* Task set:
1. From the article on n-butanol production in E. coli, quote everything from "Researchers at the" down to "from glucose (28%).".
2. According to the article on n-butanol production, how many enzymes do Clostridium species use to convert acetyl-CoA into n-butanol?

* Extract provided:

Researchers at the University of California, Berkeley, have constructed a chimeric pathway assembled from three different organisms for the high-level production of n-butanol (4,650 ± 720 mg l-1) in E. coli bacteria. The pathway uses an enzymatic chemical reaction mechanism in place of a physical step as a kinetic control element to achieve high yields from glucose (28%).
The advance is reported in this week’s issue of the journal Nature Chemical Biology by Michelle C. Y. Chang, assistant professor of chemistry at UC Berkeley, graduate student Brooks B. Bond-Watts and recent UC Berkeley graduate Robert J. Bellerose.
Various species of the Clostridium bacteria naturally produce n-butanol using five enzymes that convert a common molecule, acetyl-CoA, into n-butanol. Other researchers, including a few biofuel companies, have genetically altered Clostridium to boost its ability to produce n-butanol, while others have plucked enzymes from the bacteria and inserted them into other microbes, such as yeast, to turn them into n-butanol factories. Yeast and E. coli, one of the main bacteria in the human gut, are considered to be easier to grow on an industrial scale.
However, n-butanol is not produced rapidly in these systems because the native enzymes can work in reverse to convert butanol back into its starting precursors. While these techniques have produced promising genetically altered E. coli bacteria and yeast, n-butanol production has been limited to little more than half a gram per liter, far below the amounts needed for affordable production.
Chang and her colleagues placed the same enzyme pathway into E. coli, but replaced two of the five enzymes with look-alikes from other organisms that avoided one of the problems other researchers have had: n-butanol being converted back into its chemical precursors by the same enzymes that produce it.
Chang avoided this problem by searching for organisms that have similar enzymes, but that work so slowly in reverse that little n-butanol is lost through a backward reaction.

* Input data:
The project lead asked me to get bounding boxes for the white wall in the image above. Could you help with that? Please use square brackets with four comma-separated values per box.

* Outputs in order:
1.
Researchers at the University of California, Berkeley, have constructed a chimeric pathway assembled from three different organisms for the high-level production of n-butanol (4,650 ± 720 mg l-1) in E. coli bacteria. The pathway uses an enzymatic chemical reaction mechanism in place of a physical step as a kinetic control element to achieve high yields from glucose (28%).

2. Five enzymes.